Requirement: I need each line of the entries below that includes the string "jeans".

Entries shown:

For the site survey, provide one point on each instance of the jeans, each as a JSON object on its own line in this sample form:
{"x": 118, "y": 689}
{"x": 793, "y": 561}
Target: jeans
---
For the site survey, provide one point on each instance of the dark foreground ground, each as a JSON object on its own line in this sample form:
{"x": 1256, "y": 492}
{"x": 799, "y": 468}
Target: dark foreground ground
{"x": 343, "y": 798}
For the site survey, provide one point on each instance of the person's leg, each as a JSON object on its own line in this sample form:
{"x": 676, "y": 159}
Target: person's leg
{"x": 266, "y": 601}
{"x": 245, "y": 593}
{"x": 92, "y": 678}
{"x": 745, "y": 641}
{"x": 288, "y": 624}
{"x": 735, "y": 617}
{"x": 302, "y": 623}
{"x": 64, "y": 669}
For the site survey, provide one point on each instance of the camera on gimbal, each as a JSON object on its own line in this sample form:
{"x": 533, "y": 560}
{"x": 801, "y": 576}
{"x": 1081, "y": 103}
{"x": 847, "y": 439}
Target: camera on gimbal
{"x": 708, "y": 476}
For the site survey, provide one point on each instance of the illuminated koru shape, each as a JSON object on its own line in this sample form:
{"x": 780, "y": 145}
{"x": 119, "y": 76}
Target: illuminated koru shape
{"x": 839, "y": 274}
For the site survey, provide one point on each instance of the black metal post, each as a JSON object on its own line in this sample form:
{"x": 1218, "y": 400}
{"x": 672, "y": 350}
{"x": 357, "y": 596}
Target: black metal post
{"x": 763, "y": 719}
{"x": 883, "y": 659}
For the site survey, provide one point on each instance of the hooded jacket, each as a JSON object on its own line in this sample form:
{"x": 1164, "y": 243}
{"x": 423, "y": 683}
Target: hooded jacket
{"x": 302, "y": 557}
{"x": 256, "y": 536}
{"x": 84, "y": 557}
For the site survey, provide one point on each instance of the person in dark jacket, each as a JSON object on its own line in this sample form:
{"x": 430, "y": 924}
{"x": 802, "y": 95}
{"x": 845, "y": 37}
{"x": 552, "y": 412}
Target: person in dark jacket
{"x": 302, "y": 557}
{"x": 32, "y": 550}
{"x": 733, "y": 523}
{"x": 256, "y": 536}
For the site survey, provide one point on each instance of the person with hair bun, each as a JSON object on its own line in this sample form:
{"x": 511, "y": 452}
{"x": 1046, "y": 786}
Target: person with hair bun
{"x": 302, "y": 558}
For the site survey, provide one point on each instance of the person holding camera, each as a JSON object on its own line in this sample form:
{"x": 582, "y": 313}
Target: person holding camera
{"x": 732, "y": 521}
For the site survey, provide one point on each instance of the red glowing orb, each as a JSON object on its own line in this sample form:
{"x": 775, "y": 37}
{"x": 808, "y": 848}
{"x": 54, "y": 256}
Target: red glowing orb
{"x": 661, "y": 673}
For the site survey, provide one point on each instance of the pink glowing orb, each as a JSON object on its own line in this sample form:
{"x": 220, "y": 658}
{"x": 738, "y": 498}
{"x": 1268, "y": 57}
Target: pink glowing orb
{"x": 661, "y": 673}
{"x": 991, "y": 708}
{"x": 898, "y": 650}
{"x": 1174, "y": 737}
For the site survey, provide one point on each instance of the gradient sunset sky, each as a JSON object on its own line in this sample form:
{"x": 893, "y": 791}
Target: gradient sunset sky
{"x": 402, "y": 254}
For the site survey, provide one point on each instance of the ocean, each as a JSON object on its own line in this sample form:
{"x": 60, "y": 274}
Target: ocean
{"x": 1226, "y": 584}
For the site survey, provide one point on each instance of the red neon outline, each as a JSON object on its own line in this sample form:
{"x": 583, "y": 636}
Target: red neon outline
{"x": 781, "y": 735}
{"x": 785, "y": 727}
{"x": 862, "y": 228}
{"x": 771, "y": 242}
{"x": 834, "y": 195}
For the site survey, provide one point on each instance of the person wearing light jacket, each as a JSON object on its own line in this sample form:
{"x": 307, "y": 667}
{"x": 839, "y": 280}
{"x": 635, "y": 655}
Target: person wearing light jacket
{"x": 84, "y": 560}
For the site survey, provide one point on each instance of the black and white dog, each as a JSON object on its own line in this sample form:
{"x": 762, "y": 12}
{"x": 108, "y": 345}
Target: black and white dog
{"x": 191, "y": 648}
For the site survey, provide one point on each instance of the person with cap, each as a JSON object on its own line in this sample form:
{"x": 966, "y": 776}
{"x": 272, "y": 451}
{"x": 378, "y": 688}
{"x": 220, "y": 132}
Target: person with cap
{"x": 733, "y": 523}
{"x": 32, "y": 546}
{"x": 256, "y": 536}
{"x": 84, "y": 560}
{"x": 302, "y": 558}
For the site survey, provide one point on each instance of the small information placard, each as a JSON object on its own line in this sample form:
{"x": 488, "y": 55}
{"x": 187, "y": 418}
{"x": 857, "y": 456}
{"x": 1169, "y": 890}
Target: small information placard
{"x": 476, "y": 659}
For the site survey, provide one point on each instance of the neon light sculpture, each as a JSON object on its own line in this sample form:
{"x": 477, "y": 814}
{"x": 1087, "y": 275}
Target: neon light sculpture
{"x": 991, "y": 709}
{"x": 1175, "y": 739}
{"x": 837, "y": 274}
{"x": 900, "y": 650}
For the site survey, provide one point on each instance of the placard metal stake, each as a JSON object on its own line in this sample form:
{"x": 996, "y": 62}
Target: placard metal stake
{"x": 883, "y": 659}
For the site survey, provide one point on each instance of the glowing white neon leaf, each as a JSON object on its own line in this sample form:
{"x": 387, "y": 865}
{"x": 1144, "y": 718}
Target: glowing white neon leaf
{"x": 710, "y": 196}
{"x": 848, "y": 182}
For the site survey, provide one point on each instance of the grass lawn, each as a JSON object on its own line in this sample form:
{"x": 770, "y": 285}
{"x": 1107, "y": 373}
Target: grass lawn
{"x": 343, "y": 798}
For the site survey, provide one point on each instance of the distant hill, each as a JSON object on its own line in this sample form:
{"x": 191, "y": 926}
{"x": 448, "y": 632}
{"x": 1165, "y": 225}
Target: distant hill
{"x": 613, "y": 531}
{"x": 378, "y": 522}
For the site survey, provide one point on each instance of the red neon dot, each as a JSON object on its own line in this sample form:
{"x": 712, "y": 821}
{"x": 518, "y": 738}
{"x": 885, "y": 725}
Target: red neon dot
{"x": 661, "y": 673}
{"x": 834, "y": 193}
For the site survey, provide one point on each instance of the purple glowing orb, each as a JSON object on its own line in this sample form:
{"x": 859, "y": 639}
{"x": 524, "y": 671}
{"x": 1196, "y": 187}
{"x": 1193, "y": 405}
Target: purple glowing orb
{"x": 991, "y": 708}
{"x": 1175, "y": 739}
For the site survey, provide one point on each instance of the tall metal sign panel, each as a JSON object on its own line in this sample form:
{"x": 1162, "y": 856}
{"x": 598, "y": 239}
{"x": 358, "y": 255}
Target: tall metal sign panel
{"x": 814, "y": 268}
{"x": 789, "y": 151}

Response below:
For the site survey, provide one point on each instance of the jeans, each as a JSON object on its own line in this sample form:
Target: jeans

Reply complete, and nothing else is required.